▸ TAREA REQUERIDA A
Renombra "cofradías" como "hermandades" y reproduce todo el pasaje del extracto desde "Dicho visitante podría" hasta "en cultura popular.".

▸ EXTRACTO
Dicho visitante podría abundar en el asunto y se enteraría de que, aunque
tímidamente, algunos políticos van atreviéndose a no encabezar procesiones,
pero pocos son los que a la hora de la verdad cuestionan las subvenciones a las
cofradías; si alguien pregunta a estos representantes del pueblo por qué
conceder tan importantes sumas a un acto que debiera estar costeado por los
fieles, se justificarían diciendo que dicha expresión colectiva trasciende lo
religioso para convertirse en cultura popular.

▸ TAREA REQUERIDA B
Formatea como lista numerada todo el listado, desde su comienzo hasta la línea que contiene "[[306, 199]]", ambas incluidas. Omite las líneas en blanco.

[Datos de anotación de ubicación de objetos]
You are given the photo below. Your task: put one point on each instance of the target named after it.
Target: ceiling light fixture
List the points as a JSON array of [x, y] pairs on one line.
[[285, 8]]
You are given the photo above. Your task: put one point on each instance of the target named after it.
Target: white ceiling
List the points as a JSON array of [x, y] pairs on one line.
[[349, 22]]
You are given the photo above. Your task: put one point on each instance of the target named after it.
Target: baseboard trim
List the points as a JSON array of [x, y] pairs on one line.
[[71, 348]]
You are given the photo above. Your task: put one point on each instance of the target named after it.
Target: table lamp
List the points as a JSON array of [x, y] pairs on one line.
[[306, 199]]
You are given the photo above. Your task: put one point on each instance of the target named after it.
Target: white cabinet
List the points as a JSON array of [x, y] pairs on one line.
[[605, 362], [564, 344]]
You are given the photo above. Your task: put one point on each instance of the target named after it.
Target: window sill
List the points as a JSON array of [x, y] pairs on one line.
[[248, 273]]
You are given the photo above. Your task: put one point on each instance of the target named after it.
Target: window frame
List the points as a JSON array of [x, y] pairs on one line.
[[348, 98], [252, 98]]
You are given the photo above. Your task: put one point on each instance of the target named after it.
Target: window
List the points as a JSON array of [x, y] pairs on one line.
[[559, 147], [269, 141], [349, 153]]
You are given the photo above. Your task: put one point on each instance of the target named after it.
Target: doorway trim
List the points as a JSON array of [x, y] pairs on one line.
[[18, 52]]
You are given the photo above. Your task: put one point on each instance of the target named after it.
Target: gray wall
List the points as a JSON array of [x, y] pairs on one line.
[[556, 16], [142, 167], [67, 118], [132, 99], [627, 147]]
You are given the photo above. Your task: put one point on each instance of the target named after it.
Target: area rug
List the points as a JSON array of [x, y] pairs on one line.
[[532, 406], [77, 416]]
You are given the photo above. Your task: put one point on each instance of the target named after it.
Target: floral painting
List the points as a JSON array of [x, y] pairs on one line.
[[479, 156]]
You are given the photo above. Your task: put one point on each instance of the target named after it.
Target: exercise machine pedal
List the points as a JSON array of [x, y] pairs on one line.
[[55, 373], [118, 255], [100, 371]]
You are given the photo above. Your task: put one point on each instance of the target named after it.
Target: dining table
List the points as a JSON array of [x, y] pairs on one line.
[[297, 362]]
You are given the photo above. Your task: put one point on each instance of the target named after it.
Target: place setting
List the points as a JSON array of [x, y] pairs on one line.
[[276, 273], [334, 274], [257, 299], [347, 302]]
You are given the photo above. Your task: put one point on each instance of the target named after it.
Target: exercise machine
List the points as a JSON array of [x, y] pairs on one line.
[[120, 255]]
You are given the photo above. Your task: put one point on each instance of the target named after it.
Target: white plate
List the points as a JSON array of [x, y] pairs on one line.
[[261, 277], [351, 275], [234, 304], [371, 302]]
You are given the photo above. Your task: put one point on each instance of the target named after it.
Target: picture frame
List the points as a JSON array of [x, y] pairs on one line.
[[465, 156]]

▸ RESULTADO OBTENIDO A
Dicho visitante podría abundar en el asunto y se enteraría de que, aunque
tímidamente, algunos políticos van atreviéndose a no encabezar procesiones,
pero pocos son los que a la hora de la verdad cuestionan las subvenciones a las
hermandades; si alguien pregunta a estos representantes del pueblo por qué
conceder tan importantes sumas a un acto que debiera estar costeado por los
fieles, se justificarían diciendo que dicha expresión colectiva trasciende lo
religioso para convertirse en cultura popular.

▸ RESULTADO OBTENIDO B
1. You are given the photo below. Your task: put one point on each instance of the target named after it.
2. Target: ceiling light fixture
3. List the points as a JSON array of [x, y] pairs on one line.
4. [[285, 8]]
5. You are given the photo above. Your task: put one point on each instance of the target named after it.
6. Target: white ceiling
7. List the points as a JSON array of [x, y] pairs on one line.
8. [[349, 22]]
9. You are given the photo above. Your task: put one point on each instance of the target named after it.
10. Target: baseboard trim
11. List the points as a JSON array of [x, y] pairs on one line.
12. [[71, 348]]
13. You are given the photo above. Your task: put one point on each instance of the target named after it.
14. Target: table lamp
15. List the points as a JSON array of [x, y] pairs on one line.
16. [[306, 199]]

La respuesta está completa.